- [SET TASK] Copy out the entries in full and with complete accuracy; pictures are excluded.
* BEGIN *
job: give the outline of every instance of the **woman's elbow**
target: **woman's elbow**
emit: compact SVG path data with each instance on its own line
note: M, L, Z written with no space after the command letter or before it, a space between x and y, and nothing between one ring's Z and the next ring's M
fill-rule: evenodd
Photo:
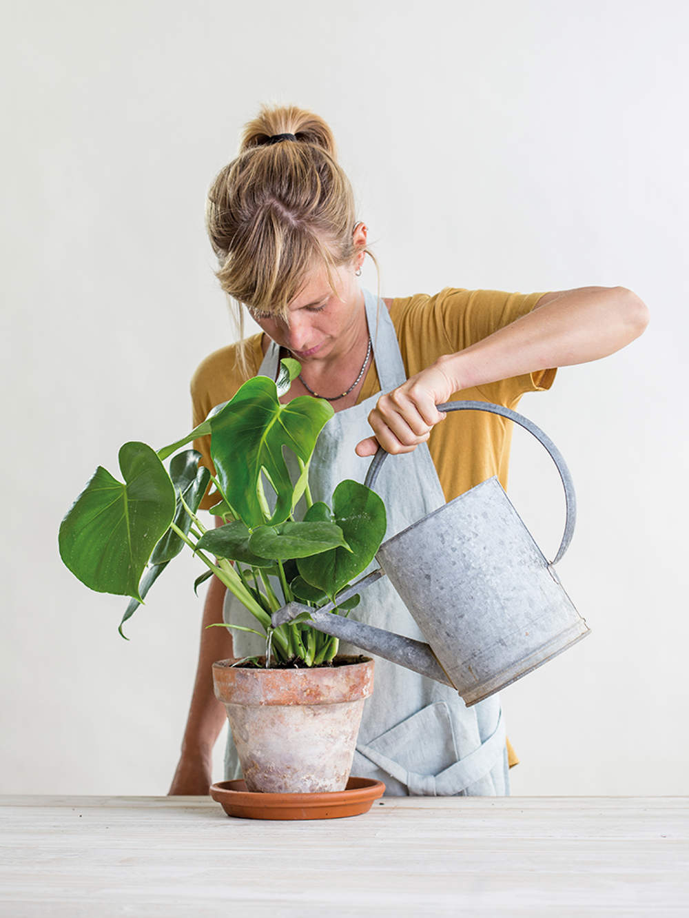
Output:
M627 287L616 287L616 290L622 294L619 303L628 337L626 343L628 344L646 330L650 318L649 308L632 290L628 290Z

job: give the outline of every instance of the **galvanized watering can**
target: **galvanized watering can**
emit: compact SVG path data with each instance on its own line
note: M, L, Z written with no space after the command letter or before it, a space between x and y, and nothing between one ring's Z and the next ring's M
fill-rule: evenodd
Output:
* END *
- [EXERCISE ANSWER]
job: give the outline of every instance of the **woman's elbow**
target: **woman's elbow**
emit: compact SVG path data with each instance on its own line
note: M, L, Z written with no space after the command letter or before it, a space between x and y, and nothing between one ring's Z and the next ring's M
fill-rule: evenodd
Photo:
Output:
M627 287L616 287L616 290L622 294L619 303L628 337L626 343L628 344L646 330L650 318L649 308L632 290L628 290Z

job: give the outline of every instance of the **galvanized watering can**
target: **galvanized watering can**
emit: compact SVG path data with each instance on its own line
note: M, L, Z written with no space after the command letter or before it, a space between x and y, and nothing between one ring's Z and the next ring's M
fill-rule: evenodd
Output:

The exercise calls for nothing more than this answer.